US Supreme Court: Paul v. Virginia

8 Wall. (75 U.S.) 168 (1869), argued 12 Oct. 1869, decided 1 Nov. 1869 by vote of 8 to 0; Field for the Court. During the nineteenth century, fire and life insurance companies were among the first corporations to market products on a national basis. To encourage the development of local enterprise, many states levied discriminatory taxes and license fees against nonresident, or “foreign,” insurance companies chartered in other states. Such protectionist legislation was directed chiefly against large corporations in the Northeast. Paul v. Virginia was a test case financed by the National Board of Fire Underwriters to challenge these discriminatory practices. The case arose when Paul, an agent for a number of New York fire insurance companies, was convicted under a Virginia law for selling insurance without a license.

Company lawyers argued that corporations were “citizens” as defined in the Privileges and Immunities Clause of Article IV and that insurance sales were transactions in interstate commerce under Article I, section 8. A victory on the Commerce Clause issue would have preempted the states from regulating or taxing any aspects of interstate insurance sales.

--- Available data ---
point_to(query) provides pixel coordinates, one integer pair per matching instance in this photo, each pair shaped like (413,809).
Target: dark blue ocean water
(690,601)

--- Required actions ---
(A) According to the text on Paul v. Virginia, which organization financed the case as a test case?
(B) Pick up the text on Paul v. Virginia after its last sentence and continue writing it.

--- Outputs by task ---
(A) The National Board of Fire Underwriters financed it.

(B)
A unanimous Supreme Court held against the insurance industry on both questions, thereby allowing state protectionist legislation to continue. The decision reflected the nineteenth‐century view that corporations were not citizens for purposes of the Privileges and Immunities Clause. The Court ultimately held, in United States v. South‐Eastern Underwriters Association (1944), that the insurance business affected interstate commerce, but by then state regulatory systems were well entrenched. Congress recognized this fact by authorizing the continuation of state insurance regulation through the McCarran‐Ferguson Act of 1945.

See also Citizenship; Commerce Power; Privileges and Immunities.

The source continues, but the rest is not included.